DOCUMENT SECTION:
The only pitcher this postseason to turn in a better performance than the 8 1/3 scoreless innings thrown by the Rangers' Derek Holland in Game 4 will take the mound in tonight's Game 5 for St. Louis. Chris Carpenter gives the Cardinals the advantage over the Rangers' C.J. Wilson, who has struggled mightily this postseason, but tonight's game isn't as pivotal as one might expect.
Remarkably, though a tie-breaking win in the fifth game of a best-of-seven series puts the victor just one out away from a series win, just two-thirds of the teams that have won a tie-breaking Game 5 in a best-of-seven World Series (26 of 39) have gone on to win the series, and just three of the last nine teams to break a Series tie with a Game 5 win went on to win the championship. That's a testament to how closely matched any series that gets to 2-2 is, and is certainly reflected in this year's Series, which is developing into one of the best in recent memory.
Indeed, this is the first Series to be tied after four games since 2003, and only one other series has gone six games, the minimum length for this series, since then. It is also the first Series in which the two teams have alternated wins through the first four games since 1997. In that Series between the Indians and Marlins, the two teams alternated all the way through Game Seven, when the Marlins, who won Games 1, 3 and 5, won on a 11th inning walk-off single by Edgar Renteria.

DATASET EXTRACT:
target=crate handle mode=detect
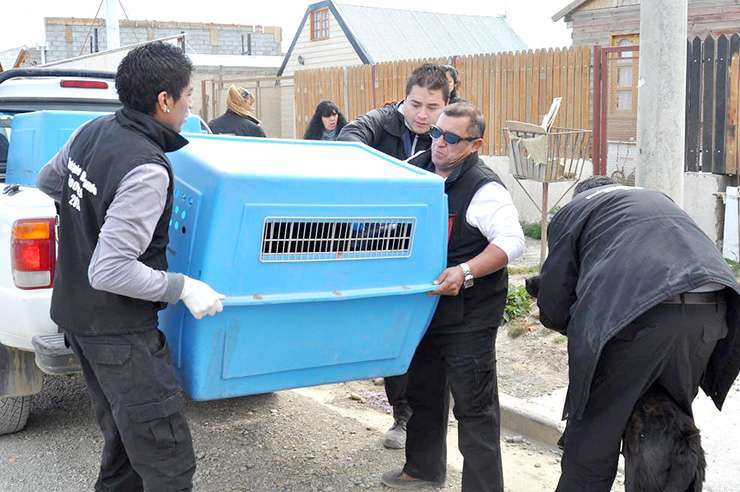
[221,282,437,307]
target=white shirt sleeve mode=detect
[465,182,524,262]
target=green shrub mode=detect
[522,222,542,239]
[506,323,527,338]
[504,287,532,323]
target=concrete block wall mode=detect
[45,18,282,62]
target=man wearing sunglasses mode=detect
[337,63,450,449]
[382,102,524,492]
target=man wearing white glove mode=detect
[38,42,224,492]
[180,277,224,319]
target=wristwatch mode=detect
[458,263,475,289]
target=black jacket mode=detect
[208,110,265,137]
[51,109,188,335]
[538,186,740,417]
[409,150,509,334]
[337,103,432,161]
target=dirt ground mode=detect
[320,275,568,414]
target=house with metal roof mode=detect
[278,0,527,77]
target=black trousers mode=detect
[557,304,727,492]
[404,328,504,492]
[65,329,195,492]
[383,373,411,423]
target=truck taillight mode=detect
[10,218,56,289]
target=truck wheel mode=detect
[0,396,33,436]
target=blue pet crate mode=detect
[5,111,203,186]
[160,135,447,400]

TO BE DONE:
a) According to the World Series article, why does Chris Carpenter give the Cardinals the advantage in Game 5? Answer in one to three sentences.
b) Write out the passage of the World Series article between "Indeed, this is" and "by Edgar Renteria.", inclusive.

ANSWER SET:
a) Carpenter is the only pitcher this postseason to turn in a better performance than Derek Holland's 8 1/3 scoreless innings in Game 4. His opponent, C.J. Wilson, has struggled mightily this postseason.

b)
Indeed, this is the first Series to be tied after four games since 2003, and only one other series has gone six games, the minimum length for this series, since then. It is also the first Series in which the two teams have alternated wins through the first four games since 1997. In that Series between the Indians and Marlins, the two teams alternated all the way through Game Seven, when the Marlins, who won Games 1, 3 and 5, won on a 11th inning walk-off single by Edgar Renteria.